What the exercise asks: Find every line below that contains the word "dark", and copy each of those lines in full.

Data excerpts:
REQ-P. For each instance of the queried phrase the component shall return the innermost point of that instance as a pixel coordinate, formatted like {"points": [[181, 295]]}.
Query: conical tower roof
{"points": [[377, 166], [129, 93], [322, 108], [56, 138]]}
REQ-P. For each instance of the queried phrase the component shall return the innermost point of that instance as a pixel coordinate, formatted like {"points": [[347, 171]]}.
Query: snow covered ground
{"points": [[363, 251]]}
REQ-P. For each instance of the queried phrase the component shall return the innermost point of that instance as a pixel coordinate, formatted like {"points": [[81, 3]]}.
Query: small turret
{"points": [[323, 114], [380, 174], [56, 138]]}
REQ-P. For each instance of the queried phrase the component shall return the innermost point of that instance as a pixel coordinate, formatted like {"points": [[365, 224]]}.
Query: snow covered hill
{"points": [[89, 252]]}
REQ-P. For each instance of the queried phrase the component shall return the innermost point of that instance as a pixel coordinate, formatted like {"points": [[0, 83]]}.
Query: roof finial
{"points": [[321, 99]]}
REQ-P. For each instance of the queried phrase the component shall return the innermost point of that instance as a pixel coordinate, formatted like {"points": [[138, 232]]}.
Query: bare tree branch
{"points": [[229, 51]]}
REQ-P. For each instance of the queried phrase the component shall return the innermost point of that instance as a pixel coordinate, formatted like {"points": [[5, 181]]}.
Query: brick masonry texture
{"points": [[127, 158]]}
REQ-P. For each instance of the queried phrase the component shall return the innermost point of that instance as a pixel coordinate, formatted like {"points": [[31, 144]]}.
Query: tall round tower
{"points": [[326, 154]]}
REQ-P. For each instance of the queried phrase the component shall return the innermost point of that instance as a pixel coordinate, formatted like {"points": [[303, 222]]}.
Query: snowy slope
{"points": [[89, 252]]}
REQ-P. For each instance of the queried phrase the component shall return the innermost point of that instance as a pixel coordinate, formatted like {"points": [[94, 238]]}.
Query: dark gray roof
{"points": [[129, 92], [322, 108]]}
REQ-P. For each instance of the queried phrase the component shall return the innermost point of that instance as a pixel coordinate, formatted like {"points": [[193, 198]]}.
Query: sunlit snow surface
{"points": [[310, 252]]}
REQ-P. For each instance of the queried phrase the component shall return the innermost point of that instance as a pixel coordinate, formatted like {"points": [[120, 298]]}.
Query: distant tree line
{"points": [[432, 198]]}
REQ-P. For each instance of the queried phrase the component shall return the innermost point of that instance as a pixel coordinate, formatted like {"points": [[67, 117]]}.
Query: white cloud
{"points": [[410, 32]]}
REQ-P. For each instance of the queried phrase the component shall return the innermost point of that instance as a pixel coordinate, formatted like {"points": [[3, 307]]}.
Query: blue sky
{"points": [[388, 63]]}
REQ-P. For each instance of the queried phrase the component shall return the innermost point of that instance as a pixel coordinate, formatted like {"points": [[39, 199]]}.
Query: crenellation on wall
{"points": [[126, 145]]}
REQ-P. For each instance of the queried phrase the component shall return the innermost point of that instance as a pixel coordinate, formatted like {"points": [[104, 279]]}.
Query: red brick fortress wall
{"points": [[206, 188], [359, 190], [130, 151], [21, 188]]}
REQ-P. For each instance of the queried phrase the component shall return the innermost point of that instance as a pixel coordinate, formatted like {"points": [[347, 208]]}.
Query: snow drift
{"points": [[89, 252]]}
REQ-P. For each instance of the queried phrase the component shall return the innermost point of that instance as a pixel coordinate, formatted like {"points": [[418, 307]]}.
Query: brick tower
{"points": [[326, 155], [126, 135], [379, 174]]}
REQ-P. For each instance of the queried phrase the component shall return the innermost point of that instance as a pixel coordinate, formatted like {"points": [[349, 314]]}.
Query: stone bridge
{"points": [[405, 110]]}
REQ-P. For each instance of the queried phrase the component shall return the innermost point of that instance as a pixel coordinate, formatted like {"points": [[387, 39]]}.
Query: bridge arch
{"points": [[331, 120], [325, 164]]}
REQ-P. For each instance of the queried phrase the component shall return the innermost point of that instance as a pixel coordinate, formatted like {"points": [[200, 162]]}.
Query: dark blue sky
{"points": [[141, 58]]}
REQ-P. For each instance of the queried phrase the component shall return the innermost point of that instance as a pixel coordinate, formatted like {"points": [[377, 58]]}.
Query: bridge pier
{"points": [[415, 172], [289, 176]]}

Solved problem:
Query: dark gray roof
Query: dark blue sky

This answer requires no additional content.